→ **Your objective**:
Update the data below by replacing every "thickest part" with "widest part" and leaving everything else the same.

→ **Records provided**:
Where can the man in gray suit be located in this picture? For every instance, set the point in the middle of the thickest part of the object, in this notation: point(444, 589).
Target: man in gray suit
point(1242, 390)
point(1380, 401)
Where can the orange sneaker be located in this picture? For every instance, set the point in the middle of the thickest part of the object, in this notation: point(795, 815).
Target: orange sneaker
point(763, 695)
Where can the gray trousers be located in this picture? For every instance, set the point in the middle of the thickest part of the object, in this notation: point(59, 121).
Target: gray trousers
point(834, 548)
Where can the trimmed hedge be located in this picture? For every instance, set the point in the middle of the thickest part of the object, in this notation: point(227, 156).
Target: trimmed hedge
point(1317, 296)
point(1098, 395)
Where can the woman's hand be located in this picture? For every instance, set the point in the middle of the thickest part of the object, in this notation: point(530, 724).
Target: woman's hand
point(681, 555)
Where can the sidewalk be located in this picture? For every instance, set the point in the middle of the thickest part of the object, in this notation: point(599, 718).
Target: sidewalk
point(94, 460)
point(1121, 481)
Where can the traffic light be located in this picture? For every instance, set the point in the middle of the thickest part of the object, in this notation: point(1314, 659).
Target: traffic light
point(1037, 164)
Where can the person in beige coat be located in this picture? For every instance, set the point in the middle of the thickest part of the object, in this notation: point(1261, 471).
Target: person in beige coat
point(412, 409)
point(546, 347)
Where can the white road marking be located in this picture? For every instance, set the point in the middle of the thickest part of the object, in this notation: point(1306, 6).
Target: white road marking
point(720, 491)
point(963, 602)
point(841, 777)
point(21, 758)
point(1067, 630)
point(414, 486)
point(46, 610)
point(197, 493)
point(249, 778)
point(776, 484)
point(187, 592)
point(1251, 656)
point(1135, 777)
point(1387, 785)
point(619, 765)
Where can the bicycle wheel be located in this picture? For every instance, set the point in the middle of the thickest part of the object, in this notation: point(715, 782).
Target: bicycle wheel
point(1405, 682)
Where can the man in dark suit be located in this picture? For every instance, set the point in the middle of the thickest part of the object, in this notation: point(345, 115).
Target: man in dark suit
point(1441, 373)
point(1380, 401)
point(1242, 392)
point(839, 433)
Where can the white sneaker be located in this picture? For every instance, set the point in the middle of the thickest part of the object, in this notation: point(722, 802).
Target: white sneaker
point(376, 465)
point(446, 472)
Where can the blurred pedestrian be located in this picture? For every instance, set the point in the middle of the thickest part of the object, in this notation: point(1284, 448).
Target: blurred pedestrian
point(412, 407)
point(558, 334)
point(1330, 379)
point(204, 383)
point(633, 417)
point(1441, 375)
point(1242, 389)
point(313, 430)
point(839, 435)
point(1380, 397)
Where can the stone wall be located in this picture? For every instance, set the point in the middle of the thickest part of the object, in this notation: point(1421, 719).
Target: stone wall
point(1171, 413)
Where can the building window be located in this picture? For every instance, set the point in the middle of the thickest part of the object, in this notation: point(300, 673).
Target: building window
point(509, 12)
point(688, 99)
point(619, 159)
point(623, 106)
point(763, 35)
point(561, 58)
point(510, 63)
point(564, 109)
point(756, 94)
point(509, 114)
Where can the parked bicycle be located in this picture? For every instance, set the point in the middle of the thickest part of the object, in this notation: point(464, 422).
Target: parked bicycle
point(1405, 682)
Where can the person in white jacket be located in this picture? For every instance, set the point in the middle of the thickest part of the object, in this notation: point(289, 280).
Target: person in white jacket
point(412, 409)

→ **Solution to the problem**:
Where can the man in gray suit be located in this picture? For every instance, set the point in the middle of the widest part of the object, in this notation: point(444, 589).
Target: man in gray suit
point(1242, 390)
point(1380, 401)
Where can the orange sneaker be located in this picture? For every instance, set the point in the middle of the widest part of the object, in this notation: point(795, 815).
Target: orange sneaker
point(763, 695)
Where can the gray trousers be located in this picture? For every instance, set the point in the middle of the widest part of the object, in this notation: point(59, 121).
Target: gray trousers
point(834, 548)
Where can the trimmed hedge be located in this picture? For every instance, set the point in the middle of the widest part of the object, in this notation: point(227, 156).
Target: trimmed hedge
point(1317, 296)
point(1098, 395)
Where can the woman's hand be located in this picture? For every instance, set the point in the middle of the widest part of the object, in this notation: point(530, 724).
Target: woman's hand
point(681, 555)
Where can the sidewalk be located in this picture? For every instance, set the point in the middle of the widest part of the object, in this notation: point(599, 718).
Target: sidewalk
point(94, 460)
point(1121, 481)
Where can the traffic light be located in this picture? For every instance, set the point in the middle of the widest part of the object, in this notation: point(1314, 659).
Target: traffic light
point(1037, 164)
Where can the person in beige coat be located in this picture? For every instance, set the point in the middle of the widest part of the object, in this notation: point(1261, 471).
Target: person in beige coat
point(412, 409)
point(546, 347)
Where can the white road marking be located in this picture? For every instance, set the point in the middle of the widest part of the object, in this notation: point(1306, 6).
Target: white road marking
point(720, 491)
point(963, 602)
point(841, 777)
point(21, 758)
point(1067, 630)
point(414, 486)
point(46, 610)
point(197, 493)
point(249, 778)
point(776, 484)
point(187, 592)
point(1251, 656)
point(1135, 777)
point(1387, 785)
point(619, 765)
Where can the bicycle wheel be located in this picture? For every instance, set the point in the middle of the widest part of the object, in this notation: point(715, 782).
Target: bicycle wheel
point(1405, 682)
Where can the man in dark suit be located in this picture? For every instance, set the point in the middle of the widest part of the object, in this notation: point(345, 115).
Target: man in dark suit
point(1441, 373)
point(1380, 401)
point(1242, 392)
point(839, 433)
Where can the white sneaker be located in this picture? For every instance, set the point in the middle of the widest part of the object, in this notation: point(722, 802).
Target: white sneaker
point(376, 465)
point(446, 472)
Where can the blurred pedestrian be located in this picture? For every instance, set the point in the middle of the widest part of the object, in this notation: point(1284, 448).
Target: blurred pedestrian
point(412, 407)
point(558, 334)
point(1330, 379)
point(204, 383)
point(633, 417)
point(1441, 375)
point(1242, 389)
point(313, 430)
point(839, 435)
point(1380, 397)
Where can the stone wall be located in this picture? For every instance, set the point in the middle of the widest part of the object, in this notation: point(1421, 719).
Target: stone wall
point(1171, 413)
Where can the building window be located in this picture? For every instance, set the point in the middle of the widest part of the object, in this notation: point(300, 673).
Target: building window
point(509, 12)
point(688, 99)
point(619, 159)
point(623, 106)
point(763, 35)
point(561, 58)
point(510, 63)
point(564, 109)
point(756, 94)
point(509, 114)
Where can the parked bicycle be located in this picture? For every instance, set the point in the middle of the widest part of the object, in this notation: point(464, 422).
Target: parked bicycle
point(1405, 682)
Where can the person in white jacket be located in this picture? For every instance, set the point in the middle of the widest part of the object, in this notation: point(289, 280).
Target: person in white jacket
point(412, 409)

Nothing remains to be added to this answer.